Prompt 1: Using the passage below on Count Lützow's warnings, decide whether each statement agrees with it: (a) Berchtold received Lützow coldly; (b) Berchtold answered Lützow's warning with an argument of his own; (c) Lützow invited the British Ambassador, Maurice de Bunsen, to lunch. For each statement, answer yes or no and quote the deciding words of the passage.

Not all voices were clamouring for war. As the decisions of 7 July were discussed, some news of what was afoot leaked out. Five days later, on the 13th Count Lützow, the half- English former Imperial and Royal Ambassador to Rome, called on Berchtold and Count Forgách at the Ballplatz. Thanks to the cohesiveness of Viennese society, Lützow had picked up that a series of stiff demands of Belgrade was being formulated, and he was keen to ventilate his concern. By 12 July, the mood in Vienna had clearly hardened.
 
On being received warmly by Berchtold, he said he had heard that a strong note was being prepared but he believed that if the demands were unreasonable Serbia would reject them. ‘The idea of a local war was a pure mental aberration’ (‘Lokaliserung ist ein reines Hirngespenst’). Lützow grimly warned Berchtold that, with Serbia’s rejection of the demands, a world war would ensue and ‘with that you are putting the survival of the entire Monarchy at risk’ (auf eine karte). As Lützow recalled, ‘Berchtold fell silent at these words and did not respond.’

As an experienced colleague, Lützow understood the significance of Berchtold’s silence. Later the same day discussing the risks with another senior colleague he was appalled to hear him say: ‘Why worry? The worst that can happen to us is that we might lose Galicia.’ Alarmed, Lützow took the unusual step of inviting the British Ambassador, Maurice de Bunsen, to lunch two days later, on the 15th, leaving the startled Englishman in no doubt that the situation was ‘serious’ and that ‘a kind of indictment’ was being framed against Serbia. This indictment would require ‘unconditional acceptance within a short time- limit’, otherwise force would be used. ‘Austria was in no mood to parley.’ The military option was being readied.

Records provided:
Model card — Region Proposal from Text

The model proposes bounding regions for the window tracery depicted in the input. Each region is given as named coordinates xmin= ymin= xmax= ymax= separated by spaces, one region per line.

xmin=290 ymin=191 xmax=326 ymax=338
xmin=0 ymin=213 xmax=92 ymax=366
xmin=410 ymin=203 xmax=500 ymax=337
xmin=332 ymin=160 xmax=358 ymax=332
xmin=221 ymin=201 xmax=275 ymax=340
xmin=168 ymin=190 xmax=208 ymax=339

==

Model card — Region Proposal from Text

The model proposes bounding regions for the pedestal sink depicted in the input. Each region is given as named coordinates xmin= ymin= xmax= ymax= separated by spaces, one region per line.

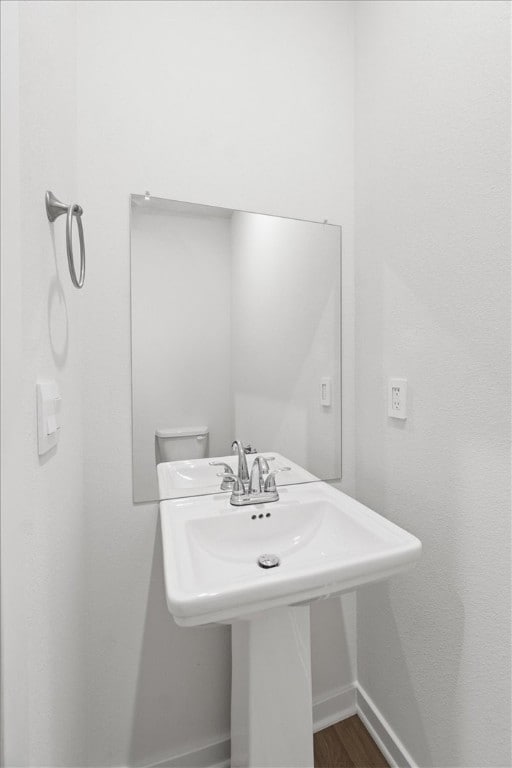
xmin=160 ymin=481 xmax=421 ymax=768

---

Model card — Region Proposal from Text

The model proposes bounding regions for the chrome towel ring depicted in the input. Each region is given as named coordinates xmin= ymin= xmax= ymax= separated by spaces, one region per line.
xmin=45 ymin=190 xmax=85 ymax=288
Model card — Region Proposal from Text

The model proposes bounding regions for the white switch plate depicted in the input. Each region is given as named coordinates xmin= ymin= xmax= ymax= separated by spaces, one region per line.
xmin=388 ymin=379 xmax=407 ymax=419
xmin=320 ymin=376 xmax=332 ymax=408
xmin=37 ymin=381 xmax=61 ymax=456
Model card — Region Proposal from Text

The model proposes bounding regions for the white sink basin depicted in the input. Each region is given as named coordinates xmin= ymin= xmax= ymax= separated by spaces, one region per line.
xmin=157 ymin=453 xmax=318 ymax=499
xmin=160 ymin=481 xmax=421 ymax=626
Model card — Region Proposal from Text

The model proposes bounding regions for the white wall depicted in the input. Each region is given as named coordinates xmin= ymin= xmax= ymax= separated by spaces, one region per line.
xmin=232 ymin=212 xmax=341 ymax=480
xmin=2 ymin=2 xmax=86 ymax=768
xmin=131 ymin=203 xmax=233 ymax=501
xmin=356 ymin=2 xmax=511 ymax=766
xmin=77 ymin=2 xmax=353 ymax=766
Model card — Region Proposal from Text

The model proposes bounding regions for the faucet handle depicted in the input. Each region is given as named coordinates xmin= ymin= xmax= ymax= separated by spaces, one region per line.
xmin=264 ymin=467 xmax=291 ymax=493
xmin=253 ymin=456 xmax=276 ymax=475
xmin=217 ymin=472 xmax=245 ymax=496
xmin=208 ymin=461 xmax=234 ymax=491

Prompt 2: Count the lines of the records that contain the string "regions", matching case exactly, and reply with only the number.

Solution 1:
(a) No: "On being received warmly by Berchtold"
(b) No: "Berchtold fell silent at these words and did not respond."
(c) Yes: "Lützow took the unusual step of inviting the British Ambassador, Maurice de Bunsen, to lunch"

Solution 2: 7